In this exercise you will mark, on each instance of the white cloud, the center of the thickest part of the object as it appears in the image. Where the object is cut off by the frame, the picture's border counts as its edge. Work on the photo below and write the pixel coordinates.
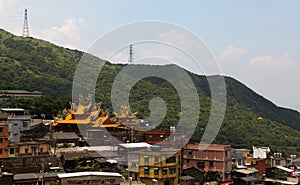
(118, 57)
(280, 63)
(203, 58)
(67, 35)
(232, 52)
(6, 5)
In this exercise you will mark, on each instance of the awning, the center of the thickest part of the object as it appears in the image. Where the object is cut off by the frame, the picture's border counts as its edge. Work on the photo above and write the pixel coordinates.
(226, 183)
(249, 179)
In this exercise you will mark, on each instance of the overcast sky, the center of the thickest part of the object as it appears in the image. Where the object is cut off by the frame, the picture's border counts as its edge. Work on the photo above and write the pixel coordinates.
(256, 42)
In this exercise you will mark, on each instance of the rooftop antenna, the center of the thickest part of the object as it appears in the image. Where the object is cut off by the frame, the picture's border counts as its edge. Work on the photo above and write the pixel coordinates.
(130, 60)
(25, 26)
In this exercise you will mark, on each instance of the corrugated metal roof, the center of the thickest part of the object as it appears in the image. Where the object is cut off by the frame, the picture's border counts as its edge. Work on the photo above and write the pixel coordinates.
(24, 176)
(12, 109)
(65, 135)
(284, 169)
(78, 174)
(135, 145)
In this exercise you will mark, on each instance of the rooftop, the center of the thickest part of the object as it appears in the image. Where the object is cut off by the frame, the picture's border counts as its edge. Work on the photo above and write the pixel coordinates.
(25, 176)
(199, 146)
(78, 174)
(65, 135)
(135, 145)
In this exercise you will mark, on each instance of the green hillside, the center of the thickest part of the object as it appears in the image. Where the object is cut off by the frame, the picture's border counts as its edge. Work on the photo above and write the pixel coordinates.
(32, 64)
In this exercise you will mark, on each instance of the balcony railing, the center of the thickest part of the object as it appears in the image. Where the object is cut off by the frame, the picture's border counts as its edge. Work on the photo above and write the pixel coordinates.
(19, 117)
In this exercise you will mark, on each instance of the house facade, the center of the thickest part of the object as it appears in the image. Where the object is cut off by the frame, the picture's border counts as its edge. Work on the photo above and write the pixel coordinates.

What to work on
Could you return the entire listing above verbatim while dropping each picture?

Task result
In this exercise you will mark, on each instance of the white cloud, the center of the thickest part of the object as it appears in the image. Where the object is cut off by the frame, the picture's border counts as its edge. Work on the photo below and write the pixel coordinates.
(118, 57)
(280, 63)
(203, 58)
(67, 35)
(232, 52)
(6, 5)
In this exercise you will mark, on each instance of the awning, the center of the thickest part of the object as it appears in the image. Where the object is cut off by the frame, the picture's border counts as its edge. Work on the photo above and write the pixel coordinates.
(226, 183)
(249, 179)
In this exercise you will mark, on each instance of the overcast sky, the center of the thickest part of the object as it appears in the image. Where the object is cut off by the frame, the picture's border counts as its edge. Work on the photo above and write the pixel coordinates.
(256, 42)
In this exercise you will mark, on each instance of the rooftop antenna, the center of the thickest part of the object as it appears in the image. Where the object is cut off by the frame, the picture's border counts as its edge. Work on the photo above and write the pixel coordinates.
(130, 60)
(25, 26)
In this exercise you will mark, on each instance of the corrugated metal roof, the center of the thickest part of the object as it appears in the image. Where the object is cut off by the frame, the picture's border counts as its edge. Work on the photo above and write the pixel coordinates.
(24, 176)
(12, 109)
(65, 135)
(284, 169)
(78, 174)
(135, 145)
In this exercise you will mark, on each instance of the rooftop, the center of the thickest part of the object as it appears in the image. Where the object is cut off by the frame, the picture's border counts as its edge. Work on the photo above and write the pixel coordinates.
(25, 176)
(199, 146)
(78, 174)
(65, 135)
(135, 145)
In this exercise you will mark, on each instance of the green hillside, the center of the thickest part of the object as it appears in the image. Where the object is cut off by the frame, the picture's border counts as its edge. Work on the photo above and write the pixel coordinates.
(32, 64)
In this exercise you will mark, on each instance of the balcony railing, the center of the thickest part of the object as it appears in the image. Where the object is cut off by the frame, the picture's border counts as its edge. Work on the photo above and write the pixel coordinates.
(19, 117)
In this exercise you will mark, on each instance of the house facade, the center of the thickest part of the object as it appears in the image. Where the object is cut off by the frame, the picture's border counts as its edge. Work on the photo above and write the pixel coordinates.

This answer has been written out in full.